Lucas es un gato de edad indefinida, un día llegó a la casa cuando era aún un minino adolescente, tierno y juguetón, no era más grande que un ovillo de hilo de mediana proporción. Su piel atigrada le procuraba un aire de felino africano y sus gráciles saltos eran la promesa de un furtivo e indomable cazador.
Cuando llegó al hogar el felino carecía de nombre, era solo un gato que había sido adoptado en la casa con una sola misión, la de exterminar a los roedores que habían decidido mudarse a nuestra morada, sin mayor aviso ni invitación, un día aparecieron por alacenas y cajones, subían y bajaban las escalera, trepaban por los libros y los estantes. Fue Pamela, una niña de feliz mirada, quien lo bautizó como Lucas y él empezó a acostumbrarse a ronronear cada vez que escuchaba su nombre.
Lucas tenía la vida asegurada en la casa, buen sol mañanero, agua fresca, comida procesada, atún dos veces por semana y una gran buganvilla donde trepaba como un puma y su ancestral fuerza felina lo convertía en el tigre de una jungla en miniatura. Lucas era un gato aparentemente feliz mientras sus días pasaban bienhechores y calmos en un mundo que examinaba meticulosamente cada mañana.
Pero un día el azahar hizo que descubriéramos que Lucas tenía un problema, más allá de sus ronroneos no emitía maullidos, solo hacía gestos que denotaban su esfuerzo y su intento por lograrlo, pero nunca se lo oía maullar como a cualquier gato común. Una mañana, Lucas caminaba sigiloso por el patio rodeando la fuente de piedra que se erguía en el patio que era su espacio, cuando cayó de bruces entre temblores y desorbitó los ojos como si estuviera poseído, unos temblores continuos se apoderaron de su cuerpo y empezó a retorcerse sobre el piso acompañando la infausta escena con estirones crueles. Finalmente quedó tendido, inmóvil, desfallecido.
Al parecer Lucas sufría una enfermedad que lo tomaba a menudo por sorpresa, sus ataques se repetían con frecuencia y lo sorprendían en cualquier parte de la casa, en cualquier situación, comiendo o asoleándose, jugando o a punto de dar un salto felino. Luego se recuperaba lentamente.

EXTRACTO DE DATOS —
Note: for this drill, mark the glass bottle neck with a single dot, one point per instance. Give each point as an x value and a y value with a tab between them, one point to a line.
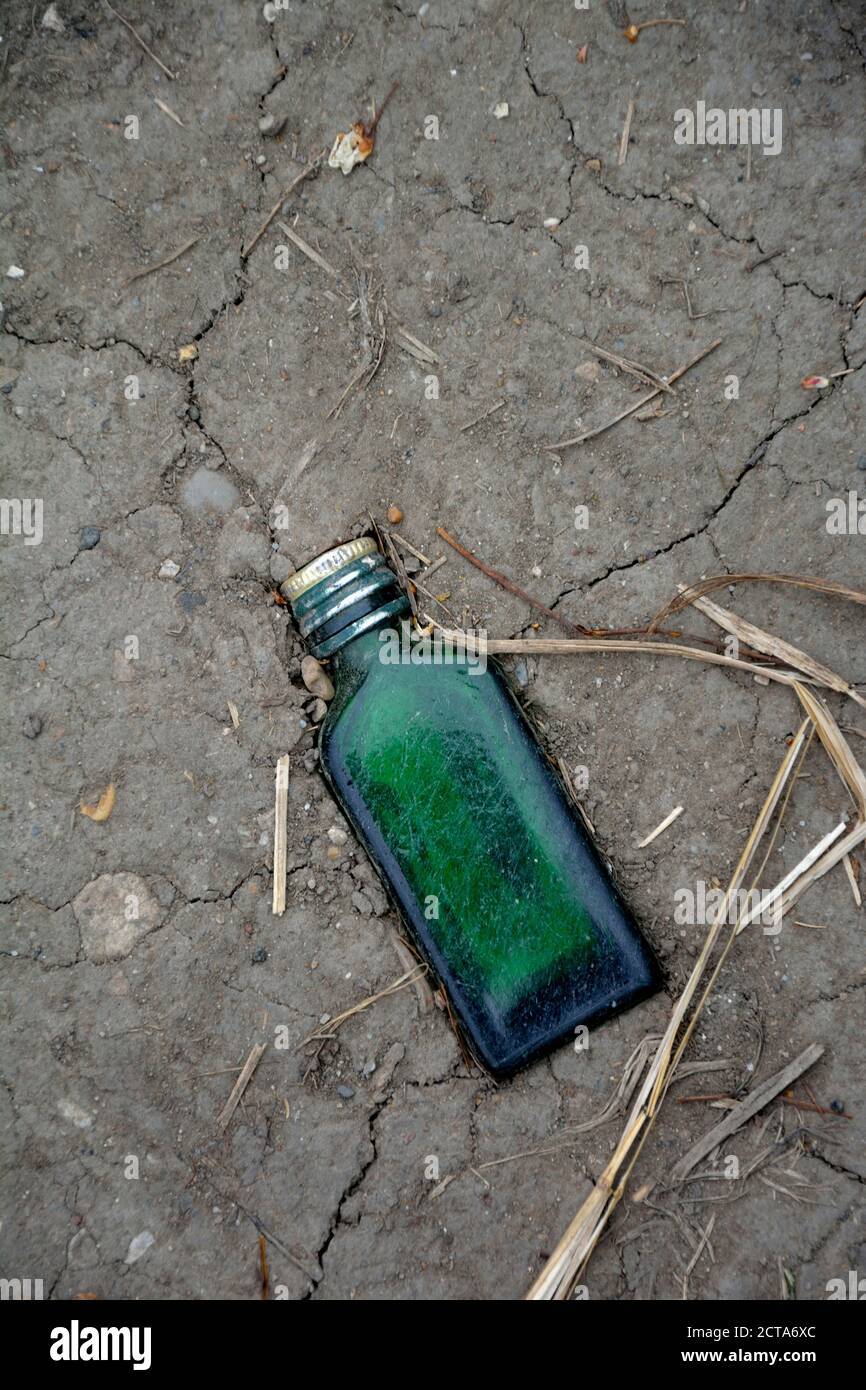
357	598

OBJETIVO DEL EJERCICIO —
Según el relato sobre el gato Lucas, ¿quién le puso ese nombre?

LA RESPUESTA —
Pamela, una niña de feliz mirada.